**HOW TO COMPLETE THIS TASK:** All that is needed is the number of lines in the records that contain the word "below", stated without anything else.

**DATA UNDER STUDY:**
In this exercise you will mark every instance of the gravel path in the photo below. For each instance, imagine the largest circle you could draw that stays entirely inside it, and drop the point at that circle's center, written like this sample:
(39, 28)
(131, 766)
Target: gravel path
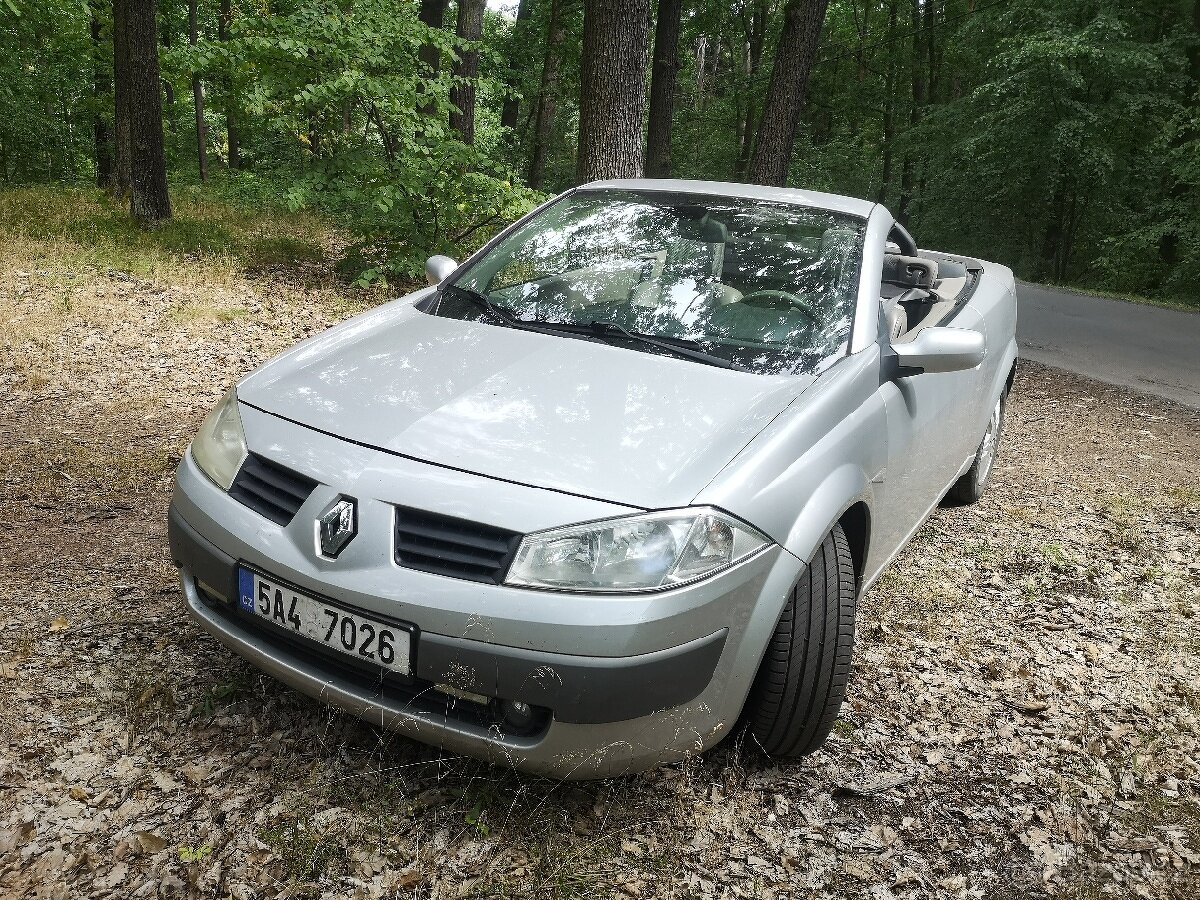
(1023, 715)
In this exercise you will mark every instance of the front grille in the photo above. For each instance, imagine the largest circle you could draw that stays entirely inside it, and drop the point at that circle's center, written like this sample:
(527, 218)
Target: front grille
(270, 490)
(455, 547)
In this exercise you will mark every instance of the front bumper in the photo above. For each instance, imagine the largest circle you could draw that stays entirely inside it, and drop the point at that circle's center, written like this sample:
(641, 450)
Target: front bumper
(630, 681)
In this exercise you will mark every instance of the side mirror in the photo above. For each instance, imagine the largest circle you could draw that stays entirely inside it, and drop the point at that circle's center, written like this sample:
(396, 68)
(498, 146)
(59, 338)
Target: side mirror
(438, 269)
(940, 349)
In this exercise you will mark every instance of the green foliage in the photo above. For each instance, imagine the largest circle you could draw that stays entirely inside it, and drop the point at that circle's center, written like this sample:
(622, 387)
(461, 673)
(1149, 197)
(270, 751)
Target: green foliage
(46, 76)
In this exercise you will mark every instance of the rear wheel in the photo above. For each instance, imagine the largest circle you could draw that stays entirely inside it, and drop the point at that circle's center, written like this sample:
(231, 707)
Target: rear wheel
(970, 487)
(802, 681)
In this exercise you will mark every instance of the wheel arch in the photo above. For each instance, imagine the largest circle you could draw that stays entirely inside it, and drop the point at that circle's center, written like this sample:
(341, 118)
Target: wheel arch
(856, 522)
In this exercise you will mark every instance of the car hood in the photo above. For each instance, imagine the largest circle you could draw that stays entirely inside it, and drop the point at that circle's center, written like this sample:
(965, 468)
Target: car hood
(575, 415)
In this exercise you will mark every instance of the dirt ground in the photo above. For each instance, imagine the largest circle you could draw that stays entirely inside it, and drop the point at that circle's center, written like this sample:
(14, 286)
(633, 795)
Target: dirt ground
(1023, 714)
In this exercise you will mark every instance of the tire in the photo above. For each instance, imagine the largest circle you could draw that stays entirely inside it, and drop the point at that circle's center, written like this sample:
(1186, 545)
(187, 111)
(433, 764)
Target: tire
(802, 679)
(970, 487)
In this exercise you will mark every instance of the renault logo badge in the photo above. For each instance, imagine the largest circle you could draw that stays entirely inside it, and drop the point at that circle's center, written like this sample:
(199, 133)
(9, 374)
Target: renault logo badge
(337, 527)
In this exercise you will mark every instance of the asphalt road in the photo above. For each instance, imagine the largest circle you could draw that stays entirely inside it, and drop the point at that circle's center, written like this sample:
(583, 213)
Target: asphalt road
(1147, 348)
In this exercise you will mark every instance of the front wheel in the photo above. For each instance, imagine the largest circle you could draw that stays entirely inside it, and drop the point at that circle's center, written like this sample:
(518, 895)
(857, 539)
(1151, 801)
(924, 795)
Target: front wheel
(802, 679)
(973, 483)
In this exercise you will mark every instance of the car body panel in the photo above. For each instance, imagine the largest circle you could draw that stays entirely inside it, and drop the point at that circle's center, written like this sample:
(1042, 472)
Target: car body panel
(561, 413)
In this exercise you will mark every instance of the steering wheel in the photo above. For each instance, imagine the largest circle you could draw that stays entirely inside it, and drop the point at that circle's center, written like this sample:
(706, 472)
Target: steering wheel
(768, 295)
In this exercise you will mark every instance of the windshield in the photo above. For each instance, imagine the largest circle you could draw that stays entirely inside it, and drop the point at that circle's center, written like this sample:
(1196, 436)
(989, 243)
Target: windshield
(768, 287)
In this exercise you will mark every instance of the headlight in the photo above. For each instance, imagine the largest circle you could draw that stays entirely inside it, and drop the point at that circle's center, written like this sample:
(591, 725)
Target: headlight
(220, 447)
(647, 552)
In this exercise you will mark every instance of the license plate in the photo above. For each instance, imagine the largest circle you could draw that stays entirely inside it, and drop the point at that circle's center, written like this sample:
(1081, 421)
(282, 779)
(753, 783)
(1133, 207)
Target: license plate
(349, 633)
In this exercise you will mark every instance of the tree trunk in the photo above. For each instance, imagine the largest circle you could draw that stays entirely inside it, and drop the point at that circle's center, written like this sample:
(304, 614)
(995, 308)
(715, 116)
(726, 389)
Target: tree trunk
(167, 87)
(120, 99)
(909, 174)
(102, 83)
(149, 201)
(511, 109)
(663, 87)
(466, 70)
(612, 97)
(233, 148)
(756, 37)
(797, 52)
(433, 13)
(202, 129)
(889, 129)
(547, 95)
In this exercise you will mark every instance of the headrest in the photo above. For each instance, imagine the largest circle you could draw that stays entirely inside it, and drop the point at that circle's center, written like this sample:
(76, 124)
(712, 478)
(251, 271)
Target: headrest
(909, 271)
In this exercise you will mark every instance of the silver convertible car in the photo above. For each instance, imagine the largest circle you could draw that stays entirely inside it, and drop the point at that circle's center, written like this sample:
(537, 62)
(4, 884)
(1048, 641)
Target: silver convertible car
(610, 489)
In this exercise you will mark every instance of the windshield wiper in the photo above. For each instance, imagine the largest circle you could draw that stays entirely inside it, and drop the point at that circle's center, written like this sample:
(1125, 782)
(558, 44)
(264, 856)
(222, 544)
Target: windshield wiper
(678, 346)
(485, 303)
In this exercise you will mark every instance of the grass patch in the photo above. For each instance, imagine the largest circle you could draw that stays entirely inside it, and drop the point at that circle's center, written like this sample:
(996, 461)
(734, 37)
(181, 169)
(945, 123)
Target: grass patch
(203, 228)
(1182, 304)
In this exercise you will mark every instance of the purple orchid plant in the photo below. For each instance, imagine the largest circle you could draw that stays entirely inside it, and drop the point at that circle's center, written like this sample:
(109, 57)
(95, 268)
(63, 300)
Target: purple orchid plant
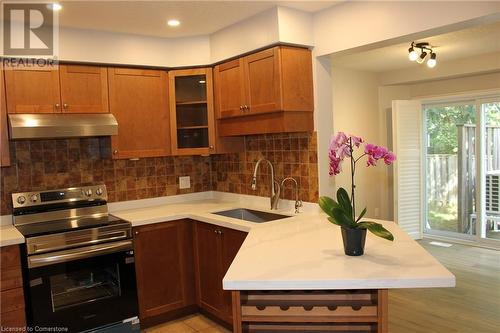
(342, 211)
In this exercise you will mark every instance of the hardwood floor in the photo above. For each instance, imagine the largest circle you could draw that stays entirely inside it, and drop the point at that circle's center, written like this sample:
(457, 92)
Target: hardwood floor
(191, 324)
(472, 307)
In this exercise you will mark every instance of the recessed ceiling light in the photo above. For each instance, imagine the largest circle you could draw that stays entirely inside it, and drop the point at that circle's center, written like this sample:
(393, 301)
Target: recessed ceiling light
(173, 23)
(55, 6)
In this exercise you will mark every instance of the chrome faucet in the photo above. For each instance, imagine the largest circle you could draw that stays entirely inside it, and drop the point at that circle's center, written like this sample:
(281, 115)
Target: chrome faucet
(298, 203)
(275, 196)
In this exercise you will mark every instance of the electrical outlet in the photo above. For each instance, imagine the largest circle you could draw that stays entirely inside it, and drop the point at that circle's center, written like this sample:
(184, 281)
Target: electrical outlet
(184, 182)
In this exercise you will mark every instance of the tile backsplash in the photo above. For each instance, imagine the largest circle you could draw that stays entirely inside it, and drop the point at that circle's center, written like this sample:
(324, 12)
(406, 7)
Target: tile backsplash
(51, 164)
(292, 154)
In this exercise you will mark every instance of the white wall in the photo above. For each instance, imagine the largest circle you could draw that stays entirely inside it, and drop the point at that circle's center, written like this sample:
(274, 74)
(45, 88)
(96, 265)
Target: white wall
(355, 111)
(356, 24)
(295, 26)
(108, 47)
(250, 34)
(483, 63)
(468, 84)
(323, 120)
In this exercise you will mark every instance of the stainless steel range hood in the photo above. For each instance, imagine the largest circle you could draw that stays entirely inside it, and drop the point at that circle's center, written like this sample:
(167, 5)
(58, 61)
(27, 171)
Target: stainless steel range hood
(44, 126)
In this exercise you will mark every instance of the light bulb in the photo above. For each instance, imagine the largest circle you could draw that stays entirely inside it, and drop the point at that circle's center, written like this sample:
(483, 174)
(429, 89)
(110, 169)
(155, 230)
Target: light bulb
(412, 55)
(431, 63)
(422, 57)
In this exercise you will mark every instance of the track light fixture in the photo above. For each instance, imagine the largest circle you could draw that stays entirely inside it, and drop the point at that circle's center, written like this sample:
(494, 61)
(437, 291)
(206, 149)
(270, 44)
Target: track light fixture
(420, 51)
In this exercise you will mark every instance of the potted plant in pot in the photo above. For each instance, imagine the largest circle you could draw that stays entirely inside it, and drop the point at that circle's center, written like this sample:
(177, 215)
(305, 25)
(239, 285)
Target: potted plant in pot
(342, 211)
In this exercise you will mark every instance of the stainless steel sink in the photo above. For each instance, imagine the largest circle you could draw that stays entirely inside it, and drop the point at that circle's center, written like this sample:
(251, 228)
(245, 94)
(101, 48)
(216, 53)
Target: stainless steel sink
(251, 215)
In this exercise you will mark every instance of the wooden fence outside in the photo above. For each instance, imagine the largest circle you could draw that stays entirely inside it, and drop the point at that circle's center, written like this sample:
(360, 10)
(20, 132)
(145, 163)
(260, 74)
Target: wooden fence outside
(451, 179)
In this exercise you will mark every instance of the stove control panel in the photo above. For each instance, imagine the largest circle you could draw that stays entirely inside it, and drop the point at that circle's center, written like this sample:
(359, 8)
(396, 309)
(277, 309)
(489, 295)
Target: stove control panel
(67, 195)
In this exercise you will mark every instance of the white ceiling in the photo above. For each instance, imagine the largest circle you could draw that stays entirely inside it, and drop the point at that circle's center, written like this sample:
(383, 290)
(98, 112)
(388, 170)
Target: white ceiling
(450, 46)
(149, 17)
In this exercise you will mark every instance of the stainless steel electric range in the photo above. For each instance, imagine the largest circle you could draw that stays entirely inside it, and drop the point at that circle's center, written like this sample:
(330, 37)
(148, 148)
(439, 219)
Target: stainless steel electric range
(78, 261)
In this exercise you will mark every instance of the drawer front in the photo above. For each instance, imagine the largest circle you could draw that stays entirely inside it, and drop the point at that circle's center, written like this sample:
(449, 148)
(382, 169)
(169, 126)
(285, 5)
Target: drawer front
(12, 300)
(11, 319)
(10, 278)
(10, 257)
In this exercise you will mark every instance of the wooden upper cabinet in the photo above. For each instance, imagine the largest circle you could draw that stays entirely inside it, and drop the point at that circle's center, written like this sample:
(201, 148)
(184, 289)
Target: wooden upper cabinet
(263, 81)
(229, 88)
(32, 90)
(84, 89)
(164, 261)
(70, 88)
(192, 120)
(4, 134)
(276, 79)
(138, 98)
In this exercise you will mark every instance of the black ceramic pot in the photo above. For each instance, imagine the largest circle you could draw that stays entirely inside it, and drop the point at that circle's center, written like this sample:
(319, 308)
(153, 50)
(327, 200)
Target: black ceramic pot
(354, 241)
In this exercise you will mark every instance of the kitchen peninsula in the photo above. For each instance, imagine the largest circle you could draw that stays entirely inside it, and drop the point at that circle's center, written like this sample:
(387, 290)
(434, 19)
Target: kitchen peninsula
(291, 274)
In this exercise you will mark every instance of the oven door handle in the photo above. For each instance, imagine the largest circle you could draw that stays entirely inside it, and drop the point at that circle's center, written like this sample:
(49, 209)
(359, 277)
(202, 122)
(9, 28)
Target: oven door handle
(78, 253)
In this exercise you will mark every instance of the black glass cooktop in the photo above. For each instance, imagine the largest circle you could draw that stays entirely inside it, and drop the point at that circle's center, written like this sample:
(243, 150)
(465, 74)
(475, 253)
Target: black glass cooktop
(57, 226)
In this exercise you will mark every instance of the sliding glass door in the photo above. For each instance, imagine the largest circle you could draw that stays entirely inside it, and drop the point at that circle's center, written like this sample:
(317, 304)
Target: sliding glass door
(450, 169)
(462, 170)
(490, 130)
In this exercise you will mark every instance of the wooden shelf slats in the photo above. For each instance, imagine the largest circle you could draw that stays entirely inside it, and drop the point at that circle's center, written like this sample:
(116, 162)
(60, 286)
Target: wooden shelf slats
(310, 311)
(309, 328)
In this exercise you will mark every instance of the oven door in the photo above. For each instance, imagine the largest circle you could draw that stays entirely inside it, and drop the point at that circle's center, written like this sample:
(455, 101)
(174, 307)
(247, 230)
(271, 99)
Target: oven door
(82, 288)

**RESULT OF THE TASK:** 2